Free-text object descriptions
*** Block opens ***

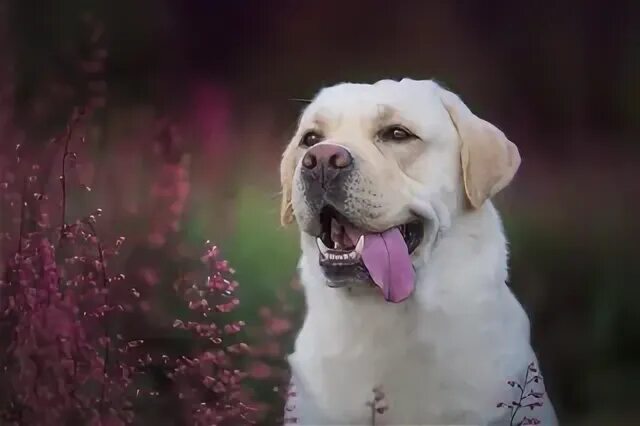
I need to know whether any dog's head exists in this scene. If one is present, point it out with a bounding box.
[280,79,520,302]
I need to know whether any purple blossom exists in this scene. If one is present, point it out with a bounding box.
[497,362,546,426]
[0,14,299,426]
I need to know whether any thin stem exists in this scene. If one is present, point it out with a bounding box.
[17,178,27,256]
[87,221,110,413]
[0,178,28,389]
[510,365,533,426]
[59,123,73,243]
[1,178,27,306]
[368,391,377,426]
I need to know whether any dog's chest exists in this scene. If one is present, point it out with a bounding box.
[290,343,424,423]
[289,306,464,424]
[288,298,521,425]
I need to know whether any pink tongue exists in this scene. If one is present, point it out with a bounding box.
[345,227,415,303]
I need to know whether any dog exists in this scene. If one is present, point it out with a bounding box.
[279,79,557,425]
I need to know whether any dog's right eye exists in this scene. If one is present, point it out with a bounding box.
[300,131,324,147]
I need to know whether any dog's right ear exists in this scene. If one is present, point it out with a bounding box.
[279,142,297,226]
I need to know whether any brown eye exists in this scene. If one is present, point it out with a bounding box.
[300,131,324,147]
[379,126,415,142]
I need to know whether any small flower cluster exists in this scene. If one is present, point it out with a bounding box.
[0,112,134,424]
[497,362,546,426]
[282,381,298,425]
[366,386,389,426]
[164,244,260,425]
[110,119,268,424]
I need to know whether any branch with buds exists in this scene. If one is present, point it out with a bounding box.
[497,362,545,426]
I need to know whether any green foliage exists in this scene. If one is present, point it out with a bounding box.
[222,185,299,315]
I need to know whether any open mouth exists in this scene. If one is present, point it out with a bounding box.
[315,205,424,302]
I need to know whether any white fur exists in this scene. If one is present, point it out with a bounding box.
[282,79,557,425]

*** Block closes ***

What is needed
In the copy you write, the data above must appear exactly, with no pictures.

Solution
I need to know whether any dog's head exists in this scene. If one is present, point it out with a bounding box.
[280,79,520,302]
I need to know whether any purple blossom exists in this scene. If one is present, point it out with a bounding box.
[497,362,546,426]
[0,14,299,426]
I need to know whether any thin stem exists in this scene. If one is present, point it out with a bounding box.
[17,178,27,256]
[87,221,110,413]
[0,178,28,389]
[510,365,533,426]
[59,123,73,243]
[1,178,27,306]
[368,391,377,426]
I need to know whether any dog's chest exists in this scene. If one is present, point it out with a bounding box.
[290,343,424,423]
[289,306,464,424]
[288,298,521,425]
I need to know whether any pink tongue exists in this scene. If one is present, point it out with a bounding box.
[345,227,415,303]
I need to know whether any dog exists in this scene. If one is present, point it out with a bounding box.
[279,79,557,425]
I need to know whether any dog's right eye exists in this scene. If one is present, point it out with a bounding box.
[300,131,324,147]
I need to know whether any dog's right ear exists in this scene. If one is present, point it out with a bounding box.
[279,142,297,226]
I need to know whether any brown eye exists in this scene. If one is present, point it out with a bounding box.
[300,131,324,147]
[379,126,415,142]
I need to know whether any small flower cluster exists in this scene. If one is present, point it out with a bounding box.
[0,112,134,424]
[497,362,546,426]
[282,381,298,425]
[366,386,389,426]
[164,244,260,425]
[110,119,268,424]
I need to know whether any branch with buds exists in this scene. If one is present, point it out with a bounding box.
[497,362,545,426]
I need to know whether any green foliage exists in this scene. If one is present, point it out with a bounding box.
[222,185,299,315]
I need to know whether any open mouth exists in this scene. If one is present, point it out with a bounding box.
[315,205,424,302]
I need to know whether any white fur exists in this scene. If one is present, point it out with a bounding box.
[282,79,557,425]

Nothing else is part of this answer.